══ Provided records
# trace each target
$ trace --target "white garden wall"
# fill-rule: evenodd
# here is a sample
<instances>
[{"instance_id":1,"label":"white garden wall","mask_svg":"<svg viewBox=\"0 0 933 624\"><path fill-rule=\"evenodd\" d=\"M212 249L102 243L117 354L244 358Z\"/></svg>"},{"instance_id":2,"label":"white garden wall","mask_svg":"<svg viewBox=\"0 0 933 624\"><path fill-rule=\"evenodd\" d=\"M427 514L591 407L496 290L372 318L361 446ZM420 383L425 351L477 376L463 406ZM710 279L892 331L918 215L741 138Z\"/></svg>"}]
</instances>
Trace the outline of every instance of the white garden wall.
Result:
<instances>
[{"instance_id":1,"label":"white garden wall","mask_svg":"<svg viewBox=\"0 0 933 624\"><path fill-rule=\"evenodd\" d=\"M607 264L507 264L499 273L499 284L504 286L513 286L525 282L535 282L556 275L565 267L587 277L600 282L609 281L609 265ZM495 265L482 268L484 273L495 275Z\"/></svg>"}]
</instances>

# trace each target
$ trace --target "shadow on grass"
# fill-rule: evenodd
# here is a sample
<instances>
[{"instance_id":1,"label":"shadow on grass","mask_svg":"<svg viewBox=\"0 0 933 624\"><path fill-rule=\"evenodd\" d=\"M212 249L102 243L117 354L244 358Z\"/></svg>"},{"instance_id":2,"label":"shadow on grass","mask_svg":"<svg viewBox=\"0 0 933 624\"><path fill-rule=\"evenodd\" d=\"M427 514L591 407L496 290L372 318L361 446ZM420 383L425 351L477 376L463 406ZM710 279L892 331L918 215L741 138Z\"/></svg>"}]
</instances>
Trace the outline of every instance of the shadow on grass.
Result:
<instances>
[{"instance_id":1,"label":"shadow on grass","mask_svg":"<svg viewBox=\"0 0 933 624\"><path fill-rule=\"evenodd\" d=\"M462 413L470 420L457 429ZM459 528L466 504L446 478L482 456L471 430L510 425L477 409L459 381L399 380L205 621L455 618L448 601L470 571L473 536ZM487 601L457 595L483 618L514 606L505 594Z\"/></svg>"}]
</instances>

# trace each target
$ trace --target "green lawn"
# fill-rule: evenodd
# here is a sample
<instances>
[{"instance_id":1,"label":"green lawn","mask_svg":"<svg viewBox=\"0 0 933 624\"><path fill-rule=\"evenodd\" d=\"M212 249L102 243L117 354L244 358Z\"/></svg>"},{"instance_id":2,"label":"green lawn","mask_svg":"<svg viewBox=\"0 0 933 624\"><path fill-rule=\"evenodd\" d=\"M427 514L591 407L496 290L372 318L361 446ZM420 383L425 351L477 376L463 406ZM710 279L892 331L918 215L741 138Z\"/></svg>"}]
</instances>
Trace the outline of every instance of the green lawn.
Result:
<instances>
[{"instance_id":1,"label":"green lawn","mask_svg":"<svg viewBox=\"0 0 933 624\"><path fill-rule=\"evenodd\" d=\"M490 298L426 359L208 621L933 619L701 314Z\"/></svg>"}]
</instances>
════
■ Given exercise ■
Transcribe each record exactly. Leave nothing out.

■ Response for this exercise ■
# trace each target
$ trace --target "white garden wall"
# fill-rule: evenodd
# here is a sample
<instances>
[{"instance_id":1,"label":"white garden wall","mask_svg":"<svg viewBox=\"0 0 933 624\"><path fill-rule=\"evenodd\" d=\"M212 249L102 243L117 354L244 358Z\"/></svg>"},{"instance_id":2,"label":"white garden wall","mask_svg":"<svg viewBox=\"0 0 933 624\"><path fill-rule=\"evenodd\" d=\"M427 514L591 407L496 290L372 318L361 446ZM420 383L425 351L477 376L463 406ZM710 279L892 331L918 215L741 138Z\"/></svg>"}]
</instances>
Trace the outline of every instance of the white garden wall.
Result:
<instances>
[{"instance_id":1,"label":"white garden wall","mask_svg":"<svg viewBox=\"0 0 933 624\"><path fill-rule=\"evenodd\" d=\"M607 264L507 264L499 273L499 284L504 286L513 286L525 282L535 282L556 275L565 267L587 277L600 282L609 281L609 265ZM495 265L482 268L484 273L495 275Z\"/></svg>"}]
</instances>

# trace each target
$ trace --target "shadow on grass"
# fill-rule: evenodd
# here is a sample
<instances>
[{"instance_id":1,"label":"shadow on grass","mask_svg":"<svg viewBox=\"0 0 933 624\"><path fill-rule=\"evenodd\" d=\"M212 249L102 243L117 354L244 358Z\"/></svg>"},{"instance_id":2,"label":"shadow on grass","mask_svg":"<svg viewBox=\"0 0 933 624\"><path fill-rule=\"evenodd\" d=\"M427 514L591 407L496 290L372 318L361 446ZM420 383L425 351L477 376L463 406ZM710 279L892 331L918 215L741 138Z\"/></svg>"}]
</instances>
Trace the outline of every instance of the shadow on grass.
Result:
<instances>
[{"instance_id":1,"label":"shadow on grass","mask_svg":"<svg viewBox=\"0 0 933 624\"><path fill-rule=\"evenodd\" d=\"M462 413L470 420L457 429ZM459 528L466 504L446 478L482 456L471 430L510 425L477 409L459 381L399 380L205 621L455 618L448 601L470 571L473 536ZM487 601L457 595L483 618L514 606L505 594Z\"/></svg>"}]
</instances>

# trace each target
$ trace --target "green lawn"
# fill-rule: evenodd
# here is a sample
<instances>
[{"instance_id":1,"label":"green lawn","mask_svg":"<svg viewBox=\"0 0 933 624\"><path fill-rule=\"evenodd\" d=\"M212 249L102 243L117 354L244 358Z\"/></svg>"},{"instance_id":2,"label":"green lawn","mask_svg":"<svg viewBox=\"0 0 933 624\"><path fill-rule=\"evenodd\" d=\"M427 514L591 407L496 290L372 318L361 446ZM420 383L425 351L477 376L463 406ZM710 279L892 331L918 215L741 138Z\"/></svg>"}]
</instances>
Trace the outline of every instance of the green lawn.
Result:
<instances>
[{"instance_id":1,"label":"green lawn","mask_svg":"<svg viewBox=\"0 0 933 624\"><path fill-rule=\"evenodd\" d=\"M490 298L426 359L208 621L933 619L701 314Z\"/></svg>"}]
</instances>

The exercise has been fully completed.